### REQUIREMENTS:
Give the listing again character for character, but drop the images.

Location annotation dataset excerpts

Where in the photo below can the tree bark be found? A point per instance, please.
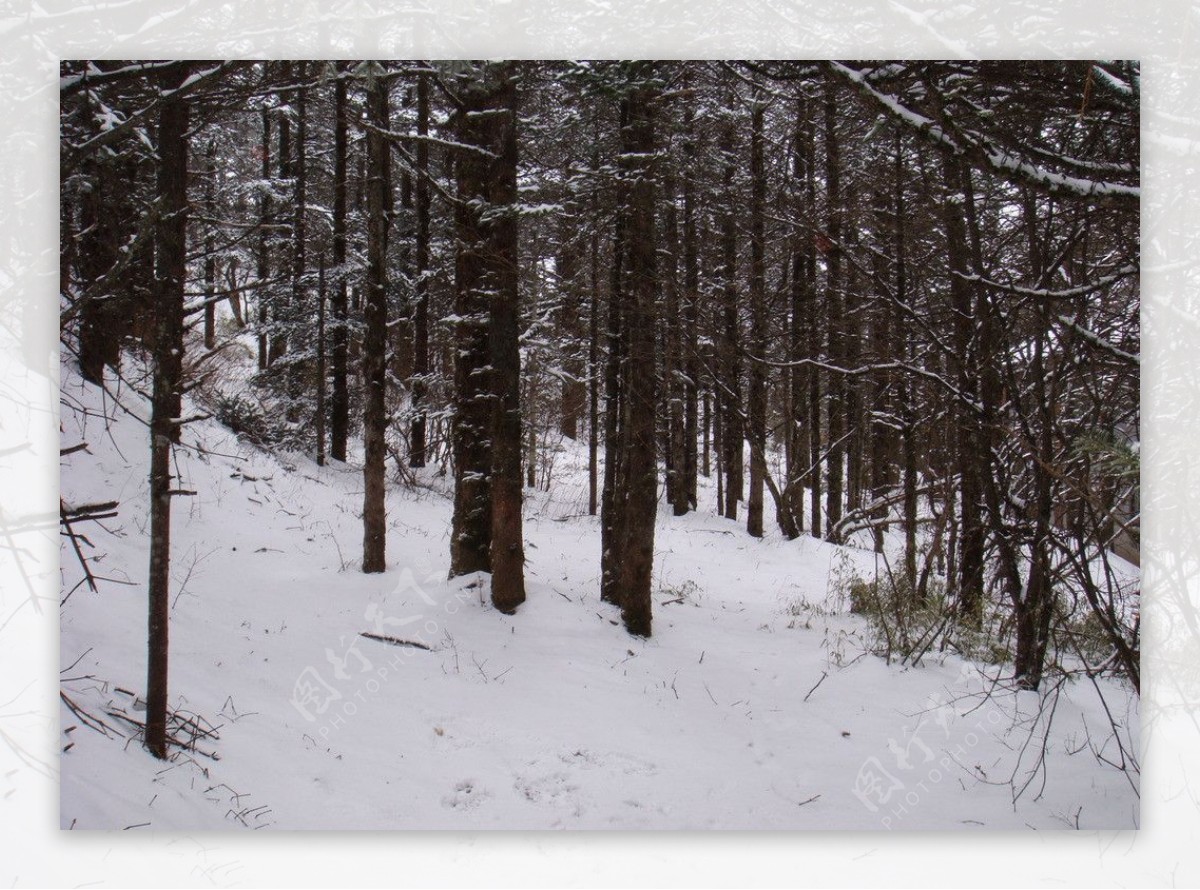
(375, 338)
(421, 289)
(641, 299)
(166, 402)
(757, 374)
(340, 396)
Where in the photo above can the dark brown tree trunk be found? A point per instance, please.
(971, 531)
(210, 258)
(835, 398)
(798, 323)
(673, 364)
(168, 384)
(594, 356)
(636, 552)
(340, 397)
(499, 136)
(280, 317)
(690, 311)
(297, 316)
(730, 378)
(264, 248)
(375, 338)
(421, 290)
(757, 376)
(612, 493)
(321, 362)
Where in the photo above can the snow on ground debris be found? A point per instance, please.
(753, 707)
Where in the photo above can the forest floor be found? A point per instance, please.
(754, 705)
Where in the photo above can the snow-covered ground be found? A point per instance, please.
(753, 705)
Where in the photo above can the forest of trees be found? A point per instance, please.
(892, 305)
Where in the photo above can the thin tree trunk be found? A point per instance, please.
(210, 259)
(340, 396)
(165, 413)
(321, 362)
(264, 248)
(508, 546)
(375, 340)
(757, 382)
(641, 296)
(835, 400)
(421, 311)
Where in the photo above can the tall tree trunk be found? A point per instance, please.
(280, 317)
(375, 338)
(640, 505)
(297, 313)
(757, 376)
(690, 310)
(612, 493)
(594, 354)
(210, 258)
(421, 311)
(835, 400)
(264, 247)
(971, 531)
(501, 138)
(673, 364)
(798, 322)
(730, 383)
(321, 362)
(340, 396)
(168, 384)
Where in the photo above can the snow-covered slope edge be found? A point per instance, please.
(751, 707)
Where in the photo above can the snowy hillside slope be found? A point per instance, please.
(753, 705)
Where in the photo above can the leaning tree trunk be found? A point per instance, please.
(640, 501)
(375, 338)
(757, 377)
(421, 286)
(168, 383)
(340, 397)
(508, 547)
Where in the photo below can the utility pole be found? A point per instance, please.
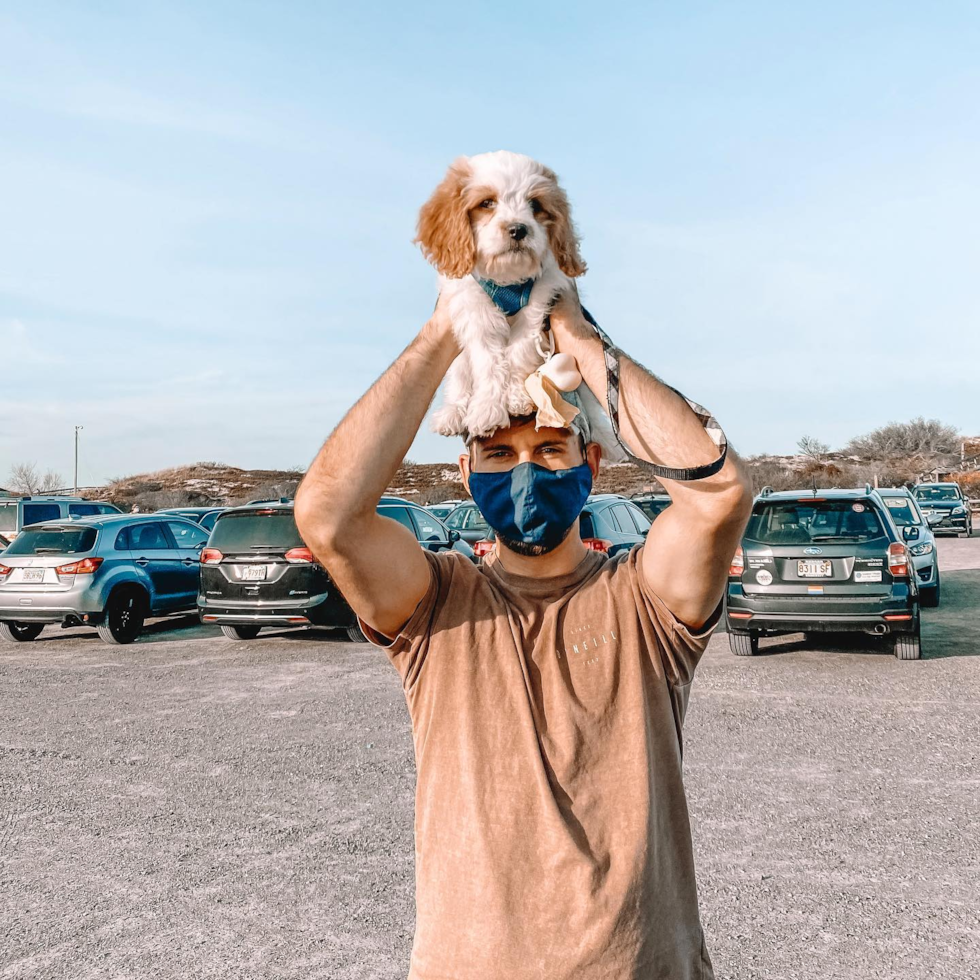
(74, 491)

### RESPONSE BELOW:
Where in the photo below can the tree bark be found? A point per instance, please.
(375, 338)
(421, 289)
(641, 299)
(166, 402)
(757, 374)
(340, 396)
Where in the photo above can the dark brown tree trunk be found? A point per instance, please.
(971, 531)
(210, 258)
(835, 398)
(798, 323)
(673, 364)
(168, 384)
(594, 356)
(636, 552)
(340, 397)
(499, 136)
(280, 317)
(690, 311)
(297, 316)
(730, 378)
(264, 248)
(375, 338)
(421, 290)
(757, 376)
(612, 493)
(321, 362)
Where in the photo above can the snow on ground debris be found? A point per instance, please.
(753, 707)
Where in the photo above can the forest floor be found? A point per instance, please.
(754, 705)
Where in the photo above can the snow-covered ground be found? A point per instance, please.
(753, 705)
Where in the photo above can the forest of trees be found? A point per instance, please.
(892, 305)
Where in the photo above can the thin tree trunk be found? A point per instance, please.
(210, 259)
(340, 396)
(165, 413)
(321, 362)
(264, 248)
(508, 546)
(375, 340)
(757, 382)
(641, 296)
(835, 400)
(421, 311)
Where in the photo above can the tall tree trunk be found? A point per instance, please.
(280, 317)
(375, 338)
(640, 505)
(297, 313)
(757, 376)
(690, 310)
(612, 493)
(594, 354)
(210, 258)
(421, 311)
(835, 400)
(264, 247)
(971, 531)
(501, 138)
(673, 364)
(798, 322)
(730, 383)
(321, 362)
(340, 396)
(168, 384)
Where in the photo above can the snow-covered slope edge be found? A point per instance, please.
(751, 707)
Where in the photo above can the snowy hillside slope be found? A point per instance, please.
(753, 705)
Where in the photo above can the leaning tree trunk be found? A point per instance, please.
(640, 501)
(375, 338)
(757, 377)
(421, 286)
(168, 383)
(340, 397)
(508, 547)
Where in the photo below can the utility pole be found? A point per instance, please.
(74, 491)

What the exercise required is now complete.